Instructions for the task: Your task is to copy every line of the entries that holds the word "yellow".

Task inputs:

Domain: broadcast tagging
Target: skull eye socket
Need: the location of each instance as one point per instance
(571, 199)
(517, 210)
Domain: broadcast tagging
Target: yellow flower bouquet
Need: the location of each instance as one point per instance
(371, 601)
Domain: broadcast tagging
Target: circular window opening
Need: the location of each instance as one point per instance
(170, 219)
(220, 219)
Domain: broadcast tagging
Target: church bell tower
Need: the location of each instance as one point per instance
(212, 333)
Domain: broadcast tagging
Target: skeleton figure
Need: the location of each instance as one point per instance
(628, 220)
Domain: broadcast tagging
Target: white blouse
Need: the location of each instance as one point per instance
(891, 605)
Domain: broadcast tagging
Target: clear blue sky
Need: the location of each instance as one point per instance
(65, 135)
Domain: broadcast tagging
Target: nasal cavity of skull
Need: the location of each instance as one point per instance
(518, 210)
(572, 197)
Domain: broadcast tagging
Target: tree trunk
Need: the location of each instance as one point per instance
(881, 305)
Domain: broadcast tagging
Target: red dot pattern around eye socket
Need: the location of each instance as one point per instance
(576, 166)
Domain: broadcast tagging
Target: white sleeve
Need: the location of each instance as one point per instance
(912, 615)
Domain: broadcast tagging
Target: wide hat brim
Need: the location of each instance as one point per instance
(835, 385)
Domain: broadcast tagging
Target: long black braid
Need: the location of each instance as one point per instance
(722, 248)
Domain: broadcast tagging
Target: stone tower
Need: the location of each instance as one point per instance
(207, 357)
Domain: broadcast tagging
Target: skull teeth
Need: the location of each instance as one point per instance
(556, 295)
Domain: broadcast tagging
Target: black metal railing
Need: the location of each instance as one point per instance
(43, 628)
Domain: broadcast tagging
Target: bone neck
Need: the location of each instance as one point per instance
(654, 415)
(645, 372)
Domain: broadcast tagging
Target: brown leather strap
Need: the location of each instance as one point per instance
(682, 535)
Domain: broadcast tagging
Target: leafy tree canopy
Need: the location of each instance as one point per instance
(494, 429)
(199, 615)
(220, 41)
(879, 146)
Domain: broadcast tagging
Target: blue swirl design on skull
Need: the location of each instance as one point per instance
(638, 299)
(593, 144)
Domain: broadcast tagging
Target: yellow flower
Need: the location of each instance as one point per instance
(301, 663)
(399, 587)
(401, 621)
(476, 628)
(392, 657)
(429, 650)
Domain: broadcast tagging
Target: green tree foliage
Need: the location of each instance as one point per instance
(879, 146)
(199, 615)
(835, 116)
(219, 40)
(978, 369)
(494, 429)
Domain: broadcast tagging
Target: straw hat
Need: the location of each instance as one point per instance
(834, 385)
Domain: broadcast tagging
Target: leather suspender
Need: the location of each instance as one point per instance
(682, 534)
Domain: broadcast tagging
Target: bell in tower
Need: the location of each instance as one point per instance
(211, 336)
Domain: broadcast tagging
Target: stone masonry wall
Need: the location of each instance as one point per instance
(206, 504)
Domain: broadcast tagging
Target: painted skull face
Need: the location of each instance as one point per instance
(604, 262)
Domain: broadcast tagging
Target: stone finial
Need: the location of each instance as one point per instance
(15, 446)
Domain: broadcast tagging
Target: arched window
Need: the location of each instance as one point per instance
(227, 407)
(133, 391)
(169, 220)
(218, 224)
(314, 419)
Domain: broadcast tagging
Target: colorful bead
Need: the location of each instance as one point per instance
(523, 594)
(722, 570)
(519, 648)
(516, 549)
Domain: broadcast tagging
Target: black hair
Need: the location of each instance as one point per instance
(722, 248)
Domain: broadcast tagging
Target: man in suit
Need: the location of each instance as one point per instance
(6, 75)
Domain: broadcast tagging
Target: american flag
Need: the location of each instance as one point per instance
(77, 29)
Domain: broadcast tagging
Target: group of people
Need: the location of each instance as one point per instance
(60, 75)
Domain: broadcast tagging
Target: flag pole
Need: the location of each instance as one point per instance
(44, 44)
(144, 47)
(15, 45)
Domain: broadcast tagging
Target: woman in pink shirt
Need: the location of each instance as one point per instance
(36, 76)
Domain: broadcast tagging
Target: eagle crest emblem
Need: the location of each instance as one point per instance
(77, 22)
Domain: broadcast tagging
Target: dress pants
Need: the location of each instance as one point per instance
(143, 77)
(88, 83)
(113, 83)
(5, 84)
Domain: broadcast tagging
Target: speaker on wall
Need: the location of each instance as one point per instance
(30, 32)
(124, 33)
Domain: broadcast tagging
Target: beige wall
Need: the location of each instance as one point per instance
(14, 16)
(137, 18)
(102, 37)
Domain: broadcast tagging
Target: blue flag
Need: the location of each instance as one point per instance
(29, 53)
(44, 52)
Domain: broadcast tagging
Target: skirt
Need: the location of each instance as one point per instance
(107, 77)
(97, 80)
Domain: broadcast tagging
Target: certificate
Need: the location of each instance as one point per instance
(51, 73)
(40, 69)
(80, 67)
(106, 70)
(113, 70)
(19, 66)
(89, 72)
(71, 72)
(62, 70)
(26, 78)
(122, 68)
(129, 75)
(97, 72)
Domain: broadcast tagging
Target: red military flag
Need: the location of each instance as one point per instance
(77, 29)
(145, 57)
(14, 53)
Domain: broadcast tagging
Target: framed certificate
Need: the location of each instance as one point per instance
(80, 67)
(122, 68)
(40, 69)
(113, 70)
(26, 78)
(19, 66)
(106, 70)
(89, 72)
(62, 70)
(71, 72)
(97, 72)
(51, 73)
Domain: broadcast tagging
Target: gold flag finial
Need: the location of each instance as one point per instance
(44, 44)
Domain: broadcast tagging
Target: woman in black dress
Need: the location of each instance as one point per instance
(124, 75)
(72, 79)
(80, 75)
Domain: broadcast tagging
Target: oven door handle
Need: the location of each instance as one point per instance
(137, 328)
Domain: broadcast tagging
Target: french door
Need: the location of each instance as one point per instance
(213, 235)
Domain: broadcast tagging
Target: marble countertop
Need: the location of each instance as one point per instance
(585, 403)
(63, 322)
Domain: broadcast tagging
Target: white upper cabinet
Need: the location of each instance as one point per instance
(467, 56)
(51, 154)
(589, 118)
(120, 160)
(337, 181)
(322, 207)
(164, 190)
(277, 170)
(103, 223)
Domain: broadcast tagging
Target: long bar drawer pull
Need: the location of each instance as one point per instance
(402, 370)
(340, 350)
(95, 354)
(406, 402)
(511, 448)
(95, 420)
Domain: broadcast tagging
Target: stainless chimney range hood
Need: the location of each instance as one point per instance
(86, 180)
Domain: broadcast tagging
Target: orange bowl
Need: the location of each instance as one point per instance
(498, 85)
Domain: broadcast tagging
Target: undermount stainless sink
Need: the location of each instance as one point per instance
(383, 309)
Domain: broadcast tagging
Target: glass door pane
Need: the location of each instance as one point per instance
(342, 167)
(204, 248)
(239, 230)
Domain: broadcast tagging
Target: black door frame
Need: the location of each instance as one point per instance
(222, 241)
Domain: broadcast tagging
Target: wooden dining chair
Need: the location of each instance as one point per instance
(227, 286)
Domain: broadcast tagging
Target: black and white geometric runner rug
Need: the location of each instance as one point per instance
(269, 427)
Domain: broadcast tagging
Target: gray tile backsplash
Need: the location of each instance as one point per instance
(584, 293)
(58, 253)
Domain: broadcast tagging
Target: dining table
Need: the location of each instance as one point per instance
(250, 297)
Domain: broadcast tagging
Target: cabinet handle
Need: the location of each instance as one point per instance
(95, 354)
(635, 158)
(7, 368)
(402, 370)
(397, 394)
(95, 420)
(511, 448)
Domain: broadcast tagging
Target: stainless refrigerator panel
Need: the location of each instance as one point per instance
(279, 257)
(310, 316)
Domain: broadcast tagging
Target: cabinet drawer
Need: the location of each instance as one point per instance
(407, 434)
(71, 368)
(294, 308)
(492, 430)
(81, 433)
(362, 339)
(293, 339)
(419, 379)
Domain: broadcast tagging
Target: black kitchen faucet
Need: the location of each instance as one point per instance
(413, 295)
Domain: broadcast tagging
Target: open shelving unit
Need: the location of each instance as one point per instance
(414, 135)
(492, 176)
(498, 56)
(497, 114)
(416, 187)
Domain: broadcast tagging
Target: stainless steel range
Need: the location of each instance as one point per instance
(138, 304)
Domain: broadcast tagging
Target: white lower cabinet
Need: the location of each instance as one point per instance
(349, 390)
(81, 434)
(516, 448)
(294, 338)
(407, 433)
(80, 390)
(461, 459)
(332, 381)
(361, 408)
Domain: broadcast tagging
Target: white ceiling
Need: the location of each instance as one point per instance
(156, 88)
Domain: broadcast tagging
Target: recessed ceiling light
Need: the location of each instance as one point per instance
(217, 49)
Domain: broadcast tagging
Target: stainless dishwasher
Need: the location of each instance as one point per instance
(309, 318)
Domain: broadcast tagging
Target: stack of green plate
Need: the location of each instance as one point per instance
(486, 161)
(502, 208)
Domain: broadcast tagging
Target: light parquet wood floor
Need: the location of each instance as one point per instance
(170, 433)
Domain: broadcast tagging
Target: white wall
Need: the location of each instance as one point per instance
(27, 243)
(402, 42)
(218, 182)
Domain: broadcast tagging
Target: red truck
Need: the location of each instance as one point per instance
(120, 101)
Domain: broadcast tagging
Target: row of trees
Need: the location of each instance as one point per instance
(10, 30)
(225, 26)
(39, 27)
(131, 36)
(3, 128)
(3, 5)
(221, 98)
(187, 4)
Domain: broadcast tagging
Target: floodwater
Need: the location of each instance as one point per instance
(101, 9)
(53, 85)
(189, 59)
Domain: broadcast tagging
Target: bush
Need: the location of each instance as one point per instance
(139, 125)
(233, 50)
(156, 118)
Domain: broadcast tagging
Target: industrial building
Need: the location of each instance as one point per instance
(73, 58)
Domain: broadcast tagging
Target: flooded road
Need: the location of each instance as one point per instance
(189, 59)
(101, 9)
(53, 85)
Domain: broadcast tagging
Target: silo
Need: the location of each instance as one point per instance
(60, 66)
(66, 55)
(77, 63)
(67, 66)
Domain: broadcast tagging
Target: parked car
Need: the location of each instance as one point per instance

Exercise result:
Target: yellow flower bouquet
Target: yellow flower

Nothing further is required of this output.